» **Task prompt**: Nothing should differ. Repeat every record as written.

» **Source material**:

::::::::

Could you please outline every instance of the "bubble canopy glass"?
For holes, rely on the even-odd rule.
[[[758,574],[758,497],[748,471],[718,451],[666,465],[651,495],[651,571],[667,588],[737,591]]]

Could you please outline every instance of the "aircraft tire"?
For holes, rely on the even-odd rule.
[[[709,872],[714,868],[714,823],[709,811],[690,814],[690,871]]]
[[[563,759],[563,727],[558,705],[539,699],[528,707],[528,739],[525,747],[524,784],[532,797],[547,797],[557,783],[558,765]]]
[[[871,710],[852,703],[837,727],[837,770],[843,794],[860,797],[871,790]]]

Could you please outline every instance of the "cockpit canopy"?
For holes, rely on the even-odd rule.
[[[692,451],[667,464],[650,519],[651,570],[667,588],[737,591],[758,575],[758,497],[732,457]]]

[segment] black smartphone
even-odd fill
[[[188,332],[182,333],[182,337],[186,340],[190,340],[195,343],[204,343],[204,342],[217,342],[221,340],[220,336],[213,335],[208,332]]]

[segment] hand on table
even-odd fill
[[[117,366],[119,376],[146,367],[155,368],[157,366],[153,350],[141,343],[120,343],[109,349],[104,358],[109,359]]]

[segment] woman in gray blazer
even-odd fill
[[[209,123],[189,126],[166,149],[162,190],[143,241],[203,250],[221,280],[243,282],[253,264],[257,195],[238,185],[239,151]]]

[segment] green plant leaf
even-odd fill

::::::::

» **Output of the task**:
Could you please outline every instance of the "bubble canopy glass"?
For holes, rely on the even-odd rule.
[[[758,574],[758,497],[748,471],[718,451],[666,465],[651,495],[651,571],[667,588],[737,591]]]

Could you please outline every instance of the "aircraft tire"?
For holes, rely on the even-odd rule.
[[[709,872],[714,868],[714,823],[709,811],[690,814],[690,871]]]
[[[563,759],[563,727],[558,705],[539,699],[528,707],[528,739],[525,747],[524,784],[532,797],[547,797],[557,783],[558,765]]]
[[[871,710],[852,703],[837,727],[837,770],[843,794],[860,797],[871,790]]]

Could you please outline every instance of the "cockpit canopy"?
For holes, rely on the even-odd rule.
[[[692,451],[667,464],[650,519],[651,570],[667,588],[737,591],[758,575],[758,497],[732,457]]]

[segment] black smartphone
even-odd fill
[[[188,332],[182,333],[182,337],[186,340],[190,340],[195,343],[204,343],[204,342],[217,342],[221,340],[220,336],[213,335],[208,332]]]

[segment] hand on table
even-odd fill
[[[117,366],[119,376],[146,367],[155,368],[157,366],[153,350],[141,343],[120,343],[109,349],[104,358],[109,359]]]

[segment] woman in gray blazer
even-odd fill
[[[209,123],[189,126],[166,149],[162,190],[143,241],[203,250],[221,280],[243,282],[253,264],[257,195],[238,185],[239,151]]]

[segment] green plant leaf
even-odd fill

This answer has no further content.